[Excerpted data — start]

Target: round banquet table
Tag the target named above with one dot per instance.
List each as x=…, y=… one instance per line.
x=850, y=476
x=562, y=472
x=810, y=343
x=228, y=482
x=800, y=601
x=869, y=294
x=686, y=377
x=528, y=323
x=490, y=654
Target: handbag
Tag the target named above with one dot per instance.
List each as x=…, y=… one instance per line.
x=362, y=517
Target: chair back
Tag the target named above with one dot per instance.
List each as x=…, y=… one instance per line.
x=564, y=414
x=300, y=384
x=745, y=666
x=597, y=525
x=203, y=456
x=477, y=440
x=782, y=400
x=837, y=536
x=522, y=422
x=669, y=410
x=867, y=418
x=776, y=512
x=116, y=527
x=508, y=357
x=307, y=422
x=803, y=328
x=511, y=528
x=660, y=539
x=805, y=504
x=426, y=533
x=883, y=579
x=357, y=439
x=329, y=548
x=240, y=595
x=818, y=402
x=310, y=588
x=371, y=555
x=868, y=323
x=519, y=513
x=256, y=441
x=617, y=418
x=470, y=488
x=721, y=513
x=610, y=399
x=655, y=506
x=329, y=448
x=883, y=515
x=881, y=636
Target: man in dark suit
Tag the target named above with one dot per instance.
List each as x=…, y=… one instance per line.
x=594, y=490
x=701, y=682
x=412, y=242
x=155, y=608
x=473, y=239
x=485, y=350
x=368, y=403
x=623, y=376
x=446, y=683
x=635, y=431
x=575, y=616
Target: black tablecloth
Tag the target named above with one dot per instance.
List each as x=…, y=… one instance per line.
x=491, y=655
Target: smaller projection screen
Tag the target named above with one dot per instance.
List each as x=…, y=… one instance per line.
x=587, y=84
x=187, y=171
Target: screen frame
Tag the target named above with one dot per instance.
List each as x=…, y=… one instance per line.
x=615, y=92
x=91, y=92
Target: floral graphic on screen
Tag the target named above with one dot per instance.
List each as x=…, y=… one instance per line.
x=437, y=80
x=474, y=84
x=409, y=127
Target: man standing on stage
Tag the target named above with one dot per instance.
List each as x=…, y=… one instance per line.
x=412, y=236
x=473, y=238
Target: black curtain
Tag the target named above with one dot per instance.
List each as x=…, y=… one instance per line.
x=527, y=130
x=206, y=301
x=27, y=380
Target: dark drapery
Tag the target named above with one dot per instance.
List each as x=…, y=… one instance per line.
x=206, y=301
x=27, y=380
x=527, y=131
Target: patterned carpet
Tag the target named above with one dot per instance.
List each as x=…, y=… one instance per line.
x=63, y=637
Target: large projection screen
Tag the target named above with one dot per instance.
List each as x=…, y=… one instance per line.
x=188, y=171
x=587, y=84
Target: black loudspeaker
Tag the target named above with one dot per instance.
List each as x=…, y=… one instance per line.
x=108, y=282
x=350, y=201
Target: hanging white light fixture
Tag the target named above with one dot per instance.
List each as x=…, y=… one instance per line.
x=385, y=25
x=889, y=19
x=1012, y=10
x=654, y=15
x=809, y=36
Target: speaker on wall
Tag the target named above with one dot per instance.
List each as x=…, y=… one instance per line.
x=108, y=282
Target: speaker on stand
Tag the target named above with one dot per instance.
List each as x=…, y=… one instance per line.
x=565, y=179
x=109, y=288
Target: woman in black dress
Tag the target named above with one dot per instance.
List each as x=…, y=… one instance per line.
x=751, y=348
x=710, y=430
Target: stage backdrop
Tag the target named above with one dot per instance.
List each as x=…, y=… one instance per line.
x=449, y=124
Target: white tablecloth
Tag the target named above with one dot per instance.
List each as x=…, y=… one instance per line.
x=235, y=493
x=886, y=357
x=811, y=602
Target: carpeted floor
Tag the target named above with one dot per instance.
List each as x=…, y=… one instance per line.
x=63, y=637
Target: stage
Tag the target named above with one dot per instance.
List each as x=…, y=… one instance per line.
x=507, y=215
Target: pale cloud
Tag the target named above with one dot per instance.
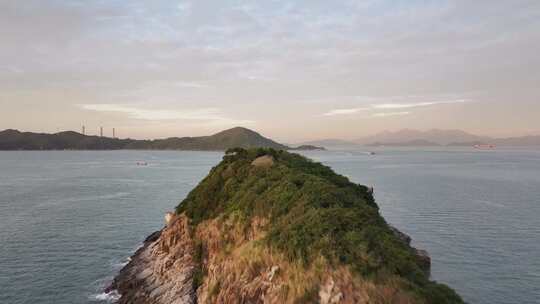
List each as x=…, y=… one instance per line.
x=388, y=106
x=391, y=106
x=204, y=116
x=343, y=111
x=388, y=114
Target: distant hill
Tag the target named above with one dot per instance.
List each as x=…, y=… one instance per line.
x=437, y=137
x=411, y=143
x=330, y=142
x=308, y=148
x=235, y=137
x=440, y=137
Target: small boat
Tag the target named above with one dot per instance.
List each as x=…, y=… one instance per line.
x=485, y=146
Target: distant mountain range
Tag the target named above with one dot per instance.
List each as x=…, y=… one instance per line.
x=69, y=140
x=330, y=142
x=435, y=137
x=443, y=138
x=431, y=137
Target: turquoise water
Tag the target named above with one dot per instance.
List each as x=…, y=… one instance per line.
x=69, y=220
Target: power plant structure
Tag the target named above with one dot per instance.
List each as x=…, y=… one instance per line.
x=101, y=130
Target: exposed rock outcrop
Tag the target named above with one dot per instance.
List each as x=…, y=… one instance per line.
x=162, y=270
x=274, y=227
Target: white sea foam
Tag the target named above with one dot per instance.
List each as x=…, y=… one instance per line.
x=110, y=297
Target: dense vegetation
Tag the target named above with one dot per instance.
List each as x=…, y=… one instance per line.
x=311, y=211
x=236, y=137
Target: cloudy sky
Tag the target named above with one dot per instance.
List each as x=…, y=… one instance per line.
x=293, y=70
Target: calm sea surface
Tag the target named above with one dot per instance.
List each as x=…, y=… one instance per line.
x=69, y=220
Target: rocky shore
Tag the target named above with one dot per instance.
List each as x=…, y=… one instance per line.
x=273, y=227
x=161, y=271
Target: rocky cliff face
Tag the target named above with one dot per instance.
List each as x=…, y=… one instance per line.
x=273, y=227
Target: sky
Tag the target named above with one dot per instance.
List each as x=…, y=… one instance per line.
x=292, y=70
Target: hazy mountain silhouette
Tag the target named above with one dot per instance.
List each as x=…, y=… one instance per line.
x=231, y=138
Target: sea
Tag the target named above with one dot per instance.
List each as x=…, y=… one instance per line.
x=69, y=220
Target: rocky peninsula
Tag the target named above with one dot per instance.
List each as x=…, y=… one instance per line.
x=268, y=226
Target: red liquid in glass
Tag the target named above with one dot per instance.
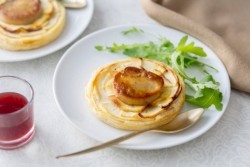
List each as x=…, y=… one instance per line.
x=16, y=127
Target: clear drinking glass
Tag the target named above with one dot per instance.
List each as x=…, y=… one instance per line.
x=16, y=112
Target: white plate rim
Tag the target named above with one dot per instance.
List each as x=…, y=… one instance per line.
x=133, y=147
x=66, y=42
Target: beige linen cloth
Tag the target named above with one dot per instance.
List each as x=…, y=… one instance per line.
x=224, y=25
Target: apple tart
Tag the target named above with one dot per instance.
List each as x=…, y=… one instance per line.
x=29, y=24
x=136, y=94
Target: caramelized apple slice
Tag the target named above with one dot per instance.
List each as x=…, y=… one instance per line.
x=20, y=12
x=135, y=86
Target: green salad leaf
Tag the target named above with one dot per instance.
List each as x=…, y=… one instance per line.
x=132, y=30
x=203, y=92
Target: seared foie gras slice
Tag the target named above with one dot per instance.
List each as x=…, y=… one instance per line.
x=135, y=86
x=20, y=12
x=162, y=89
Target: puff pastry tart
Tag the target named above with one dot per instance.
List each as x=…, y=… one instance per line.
x=29, y=24
x=136, y=94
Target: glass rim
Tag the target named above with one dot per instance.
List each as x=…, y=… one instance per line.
x=29, y=100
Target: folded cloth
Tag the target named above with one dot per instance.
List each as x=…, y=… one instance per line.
x=223, y=25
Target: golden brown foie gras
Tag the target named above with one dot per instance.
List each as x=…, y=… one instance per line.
x=135, y=86
x=20, y=12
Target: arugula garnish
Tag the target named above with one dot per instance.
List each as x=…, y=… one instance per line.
x=132, y=30
x=201, y=92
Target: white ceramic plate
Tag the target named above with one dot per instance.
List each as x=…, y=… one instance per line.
x=82, y=59
x=77, y=22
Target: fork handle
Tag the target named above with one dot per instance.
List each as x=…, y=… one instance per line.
x=106, y=144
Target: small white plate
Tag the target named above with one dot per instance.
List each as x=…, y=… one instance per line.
x=82, y=59
x=76, y=22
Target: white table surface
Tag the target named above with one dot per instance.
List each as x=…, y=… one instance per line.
x=226, y=144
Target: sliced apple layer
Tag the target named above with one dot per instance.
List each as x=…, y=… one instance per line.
x=136, y=94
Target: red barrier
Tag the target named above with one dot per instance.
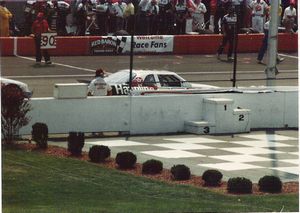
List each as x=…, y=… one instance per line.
x=183, y=44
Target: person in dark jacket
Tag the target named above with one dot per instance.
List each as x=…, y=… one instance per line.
x=39, y=26
x=229, y=30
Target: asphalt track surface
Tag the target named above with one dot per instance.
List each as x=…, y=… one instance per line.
x=206, y=69
x=280, y=159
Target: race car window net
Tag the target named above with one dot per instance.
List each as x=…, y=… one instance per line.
x=169, y=81
x=149, y=81
x=120, y=77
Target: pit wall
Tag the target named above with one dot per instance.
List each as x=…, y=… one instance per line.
x=183, y=44
x=157, y=114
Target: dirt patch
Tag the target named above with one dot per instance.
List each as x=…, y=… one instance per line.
x=165, y=175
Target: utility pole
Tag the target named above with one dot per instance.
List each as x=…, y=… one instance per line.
x=271, y=70
x=131, y=50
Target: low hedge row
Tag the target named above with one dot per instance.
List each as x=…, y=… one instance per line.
x=127, y=160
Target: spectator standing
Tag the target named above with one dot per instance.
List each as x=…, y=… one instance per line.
x=258, y=14
x=81, y=17
x=143, y=21
x=29, y=15
x=5, y=16
x=111, y=18
x=166, y=17
x=129, y=16
x=264, y=45
x=152, y=13
x=63, y=9
x=39, y=26
x=102, y=17
x=248, y=14
x=98, y=86
x=198, y=16
x=221, y=10
x=120, y=21
x=181, y=14
x=239, y=7
x=228, y=28
x=289, y=17
x=208, y=13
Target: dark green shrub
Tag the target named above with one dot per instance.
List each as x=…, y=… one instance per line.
x=126, y=160
x=212, y=177
x=14, y=109
x=75, y=143
x=270, y=184
x=181, y=172
x=98, y=153
x=40, y=135
x=152, y=167
x=239, y=185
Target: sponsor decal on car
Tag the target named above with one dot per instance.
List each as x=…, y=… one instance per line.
x=123, y=89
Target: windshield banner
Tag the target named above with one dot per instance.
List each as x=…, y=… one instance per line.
x=142, y=44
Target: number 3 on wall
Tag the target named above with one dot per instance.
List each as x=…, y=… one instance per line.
x=48, y=41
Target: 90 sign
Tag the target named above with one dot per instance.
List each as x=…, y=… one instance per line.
x=48, y=41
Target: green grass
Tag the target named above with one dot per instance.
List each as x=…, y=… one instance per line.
x=33, y=182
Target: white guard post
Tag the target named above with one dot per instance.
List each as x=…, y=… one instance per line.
x=48, y=41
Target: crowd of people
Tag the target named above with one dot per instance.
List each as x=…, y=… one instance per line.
x=151, y=17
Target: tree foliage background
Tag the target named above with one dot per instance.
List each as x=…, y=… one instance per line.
x=14, y=109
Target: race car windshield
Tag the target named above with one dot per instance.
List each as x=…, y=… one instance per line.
x=119, y=77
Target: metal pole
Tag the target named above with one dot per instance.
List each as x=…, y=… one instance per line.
x=235, y=41
x=132, y=17
x=271, y=70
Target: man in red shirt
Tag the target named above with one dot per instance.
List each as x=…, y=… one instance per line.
x=39, y=26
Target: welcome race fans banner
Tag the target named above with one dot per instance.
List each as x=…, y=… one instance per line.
x=142, y=44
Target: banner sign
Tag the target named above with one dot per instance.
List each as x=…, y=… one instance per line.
x=123, y=89
x=48, y=41
x=142, y=44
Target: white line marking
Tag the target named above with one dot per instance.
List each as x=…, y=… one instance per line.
x=289, y=56
x=89, y=75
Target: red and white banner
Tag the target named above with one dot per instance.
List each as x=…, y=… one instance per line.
x=142, y=44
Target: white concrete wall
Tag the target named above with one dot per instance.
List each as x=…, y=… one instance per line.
x=156, y=114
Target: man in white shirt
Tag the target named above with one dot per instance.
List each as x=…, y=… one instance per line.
x=258, y=14
x=198, y=16
x=98, y=86
x=289, y=17
x=152, y=10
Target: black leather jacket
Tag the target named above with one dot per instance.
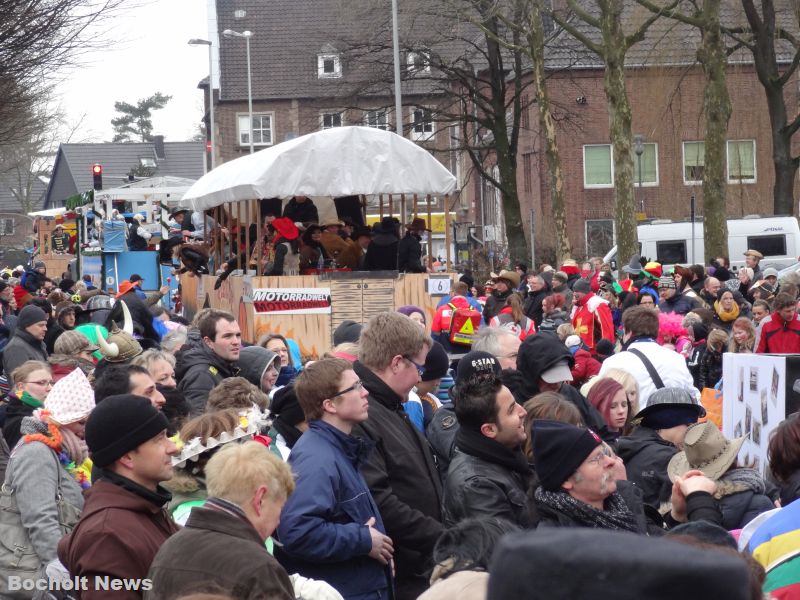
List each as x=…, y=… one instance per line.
x=478, y=488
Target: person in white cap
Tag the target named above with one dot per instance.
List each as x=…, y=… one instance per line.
x=46, y=465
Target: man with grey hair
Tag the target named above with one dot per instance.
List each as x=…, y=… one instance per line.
x=400, y=472
x=501, y=343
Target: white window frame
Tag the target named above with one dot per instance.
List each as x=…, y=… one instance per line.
x=683, y=162
x=586, y=231
x=411, y=62
x=332, y=113
x=636, y=159
x=337, y=66
x=245, y=116
x=428, y=126
x=377, y=112
x=598, y=185
x=728, y=162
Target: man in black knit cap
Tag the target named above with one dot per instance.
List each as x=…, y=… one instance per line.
x=123, y=523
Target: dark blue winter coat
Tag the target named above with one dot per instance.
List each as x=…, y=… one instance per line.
x=323, y=524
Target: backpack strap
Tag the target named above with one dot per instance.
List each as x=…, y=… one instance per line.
x=657, y=381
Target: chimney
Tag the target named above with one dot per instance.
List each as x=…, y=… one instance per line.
x=158, y=142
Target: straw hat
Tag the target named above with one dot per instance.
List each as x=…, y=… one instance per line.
x=706, y=449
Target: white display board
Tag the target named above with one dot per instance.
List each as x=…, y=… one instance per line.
x=754, y=402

[Excerpted data — finish]

Directions for this task:
From the lines above, copy those that contain the word "race".

Task output:
Target: race car window net
Target: race car windshield
Target: welcome race fans banner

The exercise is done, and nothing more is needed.